• _Your instructions_:
Pick up the CUDA environment-detection and compile steps after their final sentence and keep writing.

• _Reading text_:
☆ ☆ ☆ ☆ ☆ ☆ ☆

3a. Environment Detection
1. Run: nvidia-smi
├── Success → local/direct mode, go to 3b
└── Failure → no local GPU
└── Ask: "No GPU detected locally. Do you have a remote GPU server?"
├── User provides SSH info → remote mode
│ - scp files to remote
│ - Run all commands via ssh <host> "..."
├── User says "I use Cursor Remote SSH" → suggest switching to remote window
└── No GPU → deliver code only, print compile command
2. Detect compute capability:
nvidia-smi --query-gpu=compute_cap --format=csv,noheader → sm_XX
3b. Compile
nvcc -O2 -std=c++17 --extended-lambda \
-arch=sm_XX \
-I FRAMEWORK_ROOT/prototype \
-I FRAMEWORK_ROOT/prototype/core \
main.cu -o solve
The two -I paths are both needed: prototype/ for #include "core/solver.cuh" in user code, and prototype/core/ for #include "types.cuh" inside framework headers.

☆ ☆ ☆ ☆ ☆ ☆ ☆

• _Record set_:
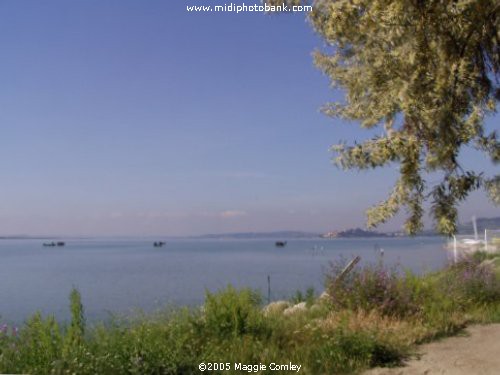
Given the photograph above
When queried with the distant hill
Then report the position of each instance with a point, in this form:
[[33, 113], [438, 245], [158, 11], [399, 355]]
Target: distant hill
[[263, 235]]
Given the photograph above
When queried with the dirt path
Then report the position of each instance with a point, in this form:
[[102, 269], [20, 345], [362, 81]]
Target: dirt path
[[475, 353]]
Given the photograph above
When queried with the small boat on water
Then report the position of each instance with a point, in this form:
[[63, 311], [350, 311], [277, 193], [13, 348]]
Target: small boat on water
[[54, 244]]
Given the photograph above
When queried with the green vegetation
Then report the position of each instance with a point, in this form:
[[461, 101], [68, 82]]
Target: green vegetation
[[374, 316], [426, 74]]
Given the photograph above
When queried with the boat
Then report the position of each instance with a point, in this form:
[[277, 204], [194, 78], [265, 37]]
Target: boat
[[54, 244]]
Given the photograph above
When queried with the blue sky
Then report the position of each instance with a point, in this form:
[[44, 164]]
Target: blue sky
[[124, 117]]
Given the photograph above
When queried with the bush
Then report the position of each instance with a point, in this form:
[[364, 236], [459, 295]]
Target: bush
[[471, 282], [377, 287], [233, 312]]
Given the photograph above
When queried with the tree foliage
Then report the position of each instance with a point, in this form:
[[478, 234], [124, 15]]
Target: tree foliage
[[428, 72]]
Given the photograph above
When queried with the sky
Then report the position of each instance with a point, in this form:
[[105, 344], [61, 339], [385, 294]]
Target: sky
[[128, 117]]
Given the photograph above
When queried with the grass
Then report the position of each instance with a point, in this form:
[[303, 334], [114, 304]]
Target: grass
[[374, 317]]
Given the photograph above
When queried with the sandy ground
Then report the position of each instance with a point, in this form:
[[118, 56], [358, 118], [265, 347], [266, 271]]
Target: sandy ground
[[476, 352]]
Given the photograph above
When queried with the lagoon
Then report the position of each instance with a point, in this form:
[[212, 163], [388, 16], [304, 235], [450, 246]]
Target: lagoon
[[121, 276]]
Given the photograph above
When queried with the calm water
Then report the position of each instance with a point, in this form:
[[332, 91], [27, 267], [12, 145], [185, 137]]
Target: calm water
[[121, 276]]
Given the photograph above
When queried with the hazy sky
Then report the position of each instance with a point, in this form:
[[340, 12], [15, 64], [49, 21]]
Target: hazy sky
[[128, 117]]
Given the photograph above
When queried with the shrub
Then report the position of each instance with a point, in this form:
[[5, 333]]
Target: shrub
[[376, 287], [233, 312], [471, 282]]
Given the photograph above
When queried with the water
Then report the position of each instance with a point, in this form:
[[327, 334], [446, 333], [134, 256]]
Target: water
[[121, 276]]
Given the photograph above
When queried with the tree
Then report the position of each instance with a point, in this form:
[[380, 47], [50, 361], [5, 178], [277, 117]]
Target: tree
[[428, 72]]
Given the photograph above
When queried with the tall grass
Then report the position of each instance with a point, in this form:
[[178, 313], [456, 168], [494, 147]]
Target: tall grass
[[374, 316]]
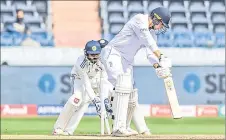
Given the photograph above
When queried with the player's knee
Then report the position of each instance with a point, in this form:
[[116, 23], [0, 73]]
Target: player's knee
[[75, 100], [133, 98]]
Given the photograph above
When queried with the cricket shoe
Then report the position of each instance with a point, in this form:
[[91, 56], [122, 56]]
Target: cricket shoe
[[121, 133], [132, 132], [60, 132]]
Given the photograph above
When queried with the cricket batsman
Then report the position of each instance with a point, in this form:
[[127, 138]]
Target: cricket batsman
[[118, 56], [86, 77]]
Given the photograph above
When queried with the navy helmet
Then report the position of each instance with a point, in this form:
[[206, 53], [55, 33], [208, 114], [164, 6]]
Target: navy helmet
[[103, 42], [163, 15], [92, 47]]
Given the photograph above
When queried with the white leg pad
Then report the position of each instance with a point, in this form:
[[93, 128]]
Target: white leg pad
[[123, 89], [76, 118], [139, 121], [72, 105], [133, 99]]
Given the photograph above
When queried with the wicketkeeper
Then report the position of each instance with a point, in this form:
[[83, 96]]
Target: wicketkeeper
[[86, 77]]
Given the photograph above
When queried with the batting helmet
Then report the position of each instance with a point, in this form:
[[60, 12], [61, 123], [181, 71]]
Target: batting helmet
[[92, 47], [161, 14]]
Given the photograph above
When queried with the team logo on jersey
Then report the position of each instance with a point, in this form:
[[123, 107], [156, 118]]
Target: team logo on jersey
[[102, 41], [94, 48], [76, 100]]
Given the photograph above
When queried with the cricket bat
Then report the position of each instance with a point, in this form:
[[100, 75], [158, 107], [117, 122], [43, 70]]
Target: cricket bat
[[172, 97]]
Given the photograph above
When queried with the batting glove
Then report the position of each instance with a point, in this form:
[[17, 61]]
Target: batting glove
[[108, 106], [163, 72], [165, 61], [96, 102]]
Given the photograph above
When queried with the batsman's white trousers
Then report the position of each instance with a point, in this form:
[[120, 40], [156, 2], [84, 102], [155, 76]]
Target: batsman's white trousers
[[115, 64]]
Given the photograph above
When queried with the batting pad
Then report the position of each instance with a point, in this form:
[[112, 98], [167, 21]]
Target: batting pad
[[123, 90], [132, 104], [68, 111]]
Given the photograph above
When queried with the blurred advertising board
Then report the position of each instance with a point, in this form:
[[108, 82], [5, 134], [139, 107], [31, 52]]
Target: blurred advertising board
[[194, 85], [54, 110], [18, 110], [31, 110], [206, 111], [51, 85], [221, 110]]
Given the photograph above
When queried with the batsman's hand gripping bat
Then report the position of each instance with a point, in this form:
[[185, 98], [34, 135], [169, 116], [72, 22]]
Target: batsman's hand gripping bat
[[172, 97], [104, 119]]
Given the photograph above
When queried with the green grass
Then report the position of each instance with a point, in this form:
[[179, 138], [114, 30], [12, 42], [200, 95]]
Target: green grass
[[91, 125]]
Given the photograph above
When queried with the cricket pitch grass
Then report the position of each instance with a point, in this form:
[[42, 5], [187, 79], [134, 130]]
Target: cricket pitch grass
[[89, 128]]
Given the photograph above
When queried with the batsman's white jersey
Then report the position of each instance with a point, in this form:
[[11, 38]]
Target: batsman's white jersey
[[85, 77], [118, 57], [133, 36]]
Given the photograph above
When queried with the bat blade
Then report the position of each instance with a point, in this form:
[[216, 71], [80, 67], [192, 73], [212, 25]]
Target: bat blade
[[172, 97]]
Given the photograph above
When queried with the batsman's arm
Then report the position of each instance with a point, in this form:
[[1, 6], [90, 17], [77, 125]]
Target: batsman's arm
[[104, 88], [86, 81]]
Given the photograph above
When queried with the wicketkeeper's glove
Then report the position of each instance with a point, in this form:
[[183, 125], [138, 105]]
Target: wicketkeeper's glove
[[163, 72], [96, 102]]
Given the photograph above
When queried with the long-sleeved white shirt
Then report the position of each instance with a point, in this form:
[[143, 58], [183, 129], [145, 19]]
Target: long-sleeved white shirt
[[92, 75], [135, 35]]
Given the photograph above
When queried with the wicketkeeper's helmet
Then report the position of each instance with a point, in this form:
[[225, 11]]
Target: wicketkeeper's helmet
[[92, 47]]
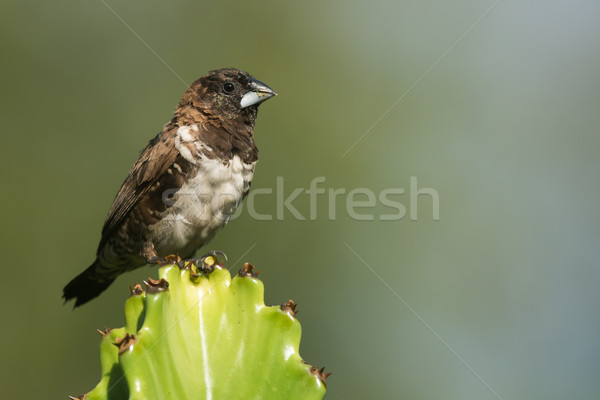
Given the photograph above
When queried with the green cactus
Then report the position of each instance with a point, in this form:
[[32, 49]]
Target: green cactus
[[198, 334]]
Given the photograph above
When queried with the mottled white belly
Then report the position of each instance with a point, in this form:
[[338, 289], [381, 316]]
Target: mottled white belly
[[202, 206]]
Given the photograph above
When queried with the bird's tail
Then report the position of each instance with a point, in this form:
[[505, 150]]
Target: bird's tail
[[88, 285]]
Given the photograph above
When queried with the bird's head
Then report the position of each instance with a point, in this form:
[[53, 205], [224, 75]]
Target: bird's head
[[229, 93]]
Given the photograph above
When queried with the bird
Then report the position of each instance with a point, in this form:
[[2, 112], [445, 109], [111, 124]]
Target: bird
[[185, 184]]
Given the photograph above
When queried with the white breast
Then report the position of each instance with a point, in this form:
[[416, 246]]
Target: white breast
[[203, 205]]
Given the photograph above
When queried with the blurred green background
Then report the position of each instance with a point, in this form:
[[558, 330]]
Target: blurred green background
[[497, 299]]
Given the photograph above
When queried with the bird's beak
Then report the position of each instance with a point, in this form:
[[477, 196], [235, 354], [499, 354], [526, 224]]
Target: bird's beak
[[258, 93]]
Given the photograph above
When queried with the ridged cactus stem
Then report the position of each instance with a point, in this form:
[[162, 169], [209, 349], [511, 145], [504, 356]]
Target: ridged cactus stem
[[196, 333]]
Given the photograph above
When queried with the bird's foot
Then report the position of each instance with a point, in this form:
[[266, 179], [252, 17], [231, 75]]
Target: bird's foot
[[170, 259], [205, 263]]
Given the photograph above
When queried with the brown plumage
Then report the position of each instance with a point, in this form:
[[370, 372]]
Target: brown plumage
[[185, 184]]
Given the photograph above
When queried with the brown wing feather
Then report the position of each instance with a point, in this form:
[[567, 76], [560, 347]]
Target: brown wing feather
[[155, 159]]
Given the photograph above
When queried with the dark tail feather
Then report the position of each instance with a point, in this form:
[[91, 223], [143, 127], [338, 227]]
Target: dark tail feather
[[87, 285]]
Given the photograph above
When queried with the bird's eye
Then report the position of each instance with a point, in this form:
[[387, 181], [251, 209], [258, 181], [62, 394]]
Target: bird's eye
[[228, 87]]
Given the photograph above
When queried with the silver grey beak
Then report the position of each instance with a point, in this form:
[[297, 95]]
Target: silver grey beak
[[258, 93]]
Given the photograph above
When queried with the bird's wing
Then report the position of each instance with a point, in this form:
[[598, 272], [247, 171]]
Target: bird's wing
[[155, 159]]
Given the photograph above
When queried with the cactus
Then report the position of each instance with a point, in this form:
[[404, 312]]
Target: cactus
[[195, 333]]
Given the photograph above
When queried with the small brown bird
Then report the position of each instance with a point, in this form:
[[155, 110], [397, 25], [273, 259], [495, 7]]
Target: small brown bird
[[185, 184]]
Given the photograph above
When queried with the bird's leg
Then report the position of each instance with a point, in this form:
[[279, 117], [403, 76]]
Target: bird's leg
[[151, 256]]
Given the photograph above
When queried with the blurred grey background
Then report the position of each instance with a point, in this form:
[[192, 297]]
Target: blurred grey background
[[495, 108]]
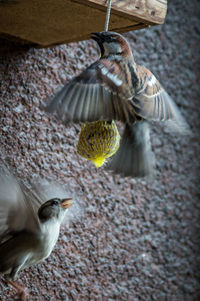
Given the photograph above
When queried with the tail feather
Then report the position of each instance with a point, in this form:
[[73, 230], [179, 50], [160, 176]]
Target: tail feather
[[134, 157]]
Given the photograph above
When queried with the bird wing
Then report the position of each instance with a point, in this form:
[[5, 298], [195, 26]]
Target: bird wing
[[18, 206], [93, 95], [152, 102]]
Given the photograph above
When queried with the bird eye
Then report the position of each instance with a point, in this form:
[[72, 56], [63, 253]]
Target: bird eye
[[54, 202]]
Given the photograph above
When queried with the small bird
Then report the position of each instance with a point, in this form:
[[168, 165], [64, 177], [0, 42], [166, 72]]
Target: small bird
[[98, 141], [27, 236], [116, 88]]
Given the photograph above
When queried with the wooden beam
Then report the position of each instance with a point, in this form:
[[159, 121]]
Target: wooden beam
[[146, 11]]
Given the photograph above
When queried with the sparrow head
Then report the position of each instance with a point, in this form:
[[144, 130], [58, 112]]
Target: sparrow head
[[112, 44], [54, 208]]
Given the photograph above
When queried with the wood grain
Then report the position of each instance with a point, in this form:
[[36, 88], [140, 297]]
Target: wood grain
[[50, 22]]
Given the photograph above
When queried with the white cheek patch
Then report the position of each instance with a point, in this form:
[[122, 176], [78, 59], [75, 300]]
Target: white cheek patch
[[152, 81], [111, 76]]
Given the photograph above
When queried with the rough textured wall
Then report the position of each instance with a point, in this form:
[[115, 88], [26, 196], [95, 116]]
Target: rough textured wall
[[133, 241]]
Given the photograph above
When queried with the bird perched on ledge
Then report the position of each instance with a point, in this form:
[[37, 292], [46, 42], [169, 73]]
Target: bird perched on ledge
[[116, 88], [27, 236]]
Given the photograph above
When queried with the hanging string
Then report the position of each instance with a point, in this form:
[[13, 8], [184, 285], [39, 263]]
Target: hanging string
[[108, 15]]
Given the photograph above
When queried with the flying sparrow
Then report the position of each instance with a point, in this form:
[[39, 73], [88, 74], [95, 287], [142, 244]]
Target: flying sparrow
[[116, 88], [27, 234]]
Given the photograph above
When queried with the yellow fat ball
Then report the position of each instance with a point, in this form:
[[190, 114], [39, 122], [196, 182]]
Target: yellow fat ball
[[98, 141]]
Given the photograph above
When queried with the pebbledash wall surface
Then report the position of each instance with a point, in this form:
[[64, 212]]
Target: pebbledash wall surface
[[130, 240]]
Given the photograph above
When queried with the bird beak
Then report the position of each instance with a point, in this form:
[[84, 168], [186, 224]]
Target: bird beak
[[66, 203], [96, 36]]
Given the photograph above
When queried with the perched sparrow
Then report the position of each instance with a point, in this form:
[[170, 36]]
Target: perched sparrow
[[27, 236], [116, 88], [98, 141]]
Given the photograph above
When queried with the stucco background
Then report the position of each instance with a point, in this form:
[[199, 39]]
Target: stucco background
[[130, 240]]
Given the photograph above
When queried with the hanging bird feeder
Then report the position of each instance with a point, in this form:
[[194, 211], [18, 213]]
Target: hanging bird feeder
[[49, 22]]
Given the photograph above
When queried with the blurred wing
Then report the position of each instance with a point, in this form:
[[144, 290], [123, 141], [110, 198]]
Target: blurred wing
[[18, 206], [134, 157], [152, 102], [91, 96]]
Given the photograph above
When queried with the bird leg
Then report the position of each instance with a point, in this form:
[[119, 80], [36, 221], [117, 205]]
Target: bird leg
[[22, 291]]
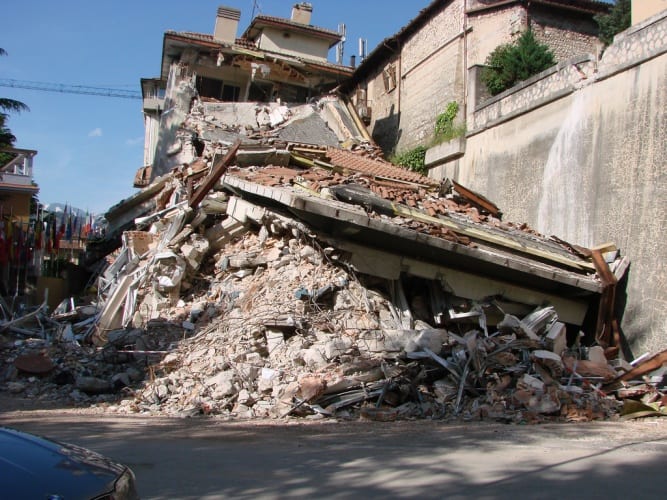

☆ ☆ ☆ ☆ ☆ ☆ ☆

• _Answer to this exercise_:
If nvcc not found:
- Check
ls /usr/local/cuda*/bin/nvcc— if found, fix PATH - Otherwise ask: "nvcc not found. Want me to help configure CUDA?"
- Check and guide: CUDA Toolkit install, g++ install, driver compatibility
If compilation fails: read error, fix code, retry (up to 3 attempts).
3c. Run & Verify
./solve
Verification checklist:
| Check | Method | Pass |
|---|---|---|
| No crash | exit code 0 | ✓ |
| penalty = 0 | check output | Feasible solution |
| Objective reasonable | compare to known/estimated optimum | Within expected range |
If penalty > 0: report constraint violations, suggest adjusting penalty weights or constraint logic.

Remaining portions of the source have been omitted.